### EXCERPTED TEXT
===============

Facilities that take the time to train employees to recognize and respond to incidental spills can minimize risks to their employees. By stocking appropriate tools and equipment in spill-prone areas, they can also minimize downtime.

Defining Incidental

The Occupational Safety and Health Administration (OSHA) created the hazardous waste operations and emergency response (HAZWOPER) standard to protect several different types of employees, including those who respond to emergency spills in their workplaces. Employees who will take action in the event of an emergency spill must be properly trained to meet the requirements of this standard.

An emergency spill is one that presents a significant safety risk to employees, the community, and/or the environment. Depending on how involved the employee will be during an emergency response, initial training to qualify someone to be an emergency responder can take anywhere from 8 to 40 hours. Annual refreshers are also required so that responders can refresh their knowledge and demonstrate that they still have the skills necessary to protect themselves while responding to emergency spills.

But, when it comes to incidental spills, OSHA allows facilities to incorporate incidental spill response training into other safety trainings, such as hazard communication training. This is permitted because OSHA recognizes that from time to time, things do leak and spill; and every spill is not an emergency. There is no specific time requirement for initial training; and annual refreshers are not required.

One topic that should be covered, however, is how the facility defines “incidental.” In general, an incidental spill is one that can be cleaned up by employees in the work area without external help. Incidental spills are spills that present a low level of risk to the employees who will be responding.

In some cases, the volume of a spill will play a role in determining whether a spill is incidental or an emergency. However, it should not be the sole factor. The hazardous characteristics of chemicals stored and used at the facility, the locations where spills may happen, and employees’ level of training should all be considered when making these decisions.

Supplies

Being prepared to handle incidental spills can, in some cases, prevent them from becoming emergencies. For example, if a spill can be quickly contained so that it does not enter drains or other sensitive areas; it still needs to be cleaned up, but the threat to the environment or sensitive processes is eliminated. If the liquid is flammable or vaporizes quickly, containing it can also minimize the amount of vapors that become airborne, potentially causing exposure limits to be exceeded. Even in areas where no drains or sensitive areas are present or vapor buildup isn’t a concern, being able to quickly contain and clean up a spill minimizes the risk of a slip-and-fall incident and minimizes the amount of space that will need to be cleaned up.

===============

### DATA SHOWN
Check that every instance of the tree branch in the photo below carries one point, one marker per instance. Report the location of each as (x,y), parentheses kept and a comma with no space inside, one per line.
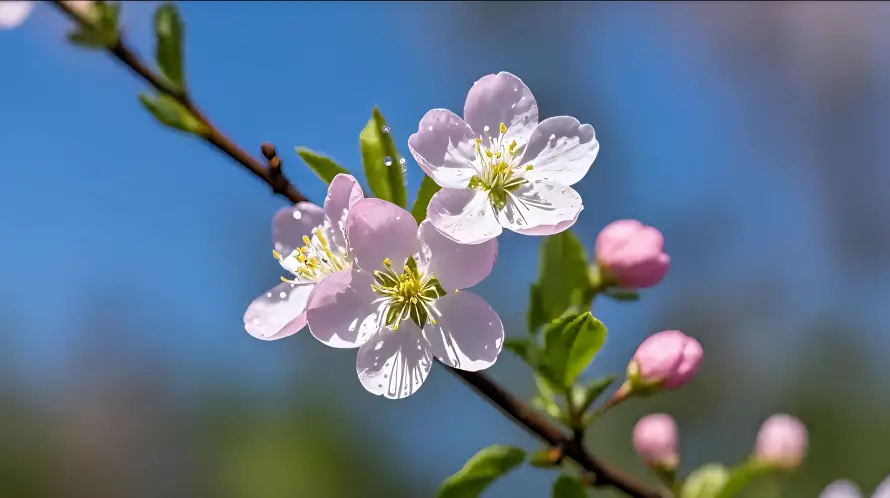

===============

In the text on spill response, how long can initial training to qualify someone as an emergency responder take?

### OUTPUT FOR THIS TASK
Anywhere from 8 to 40 hours, depending on how involved the employee will be during an emergency response.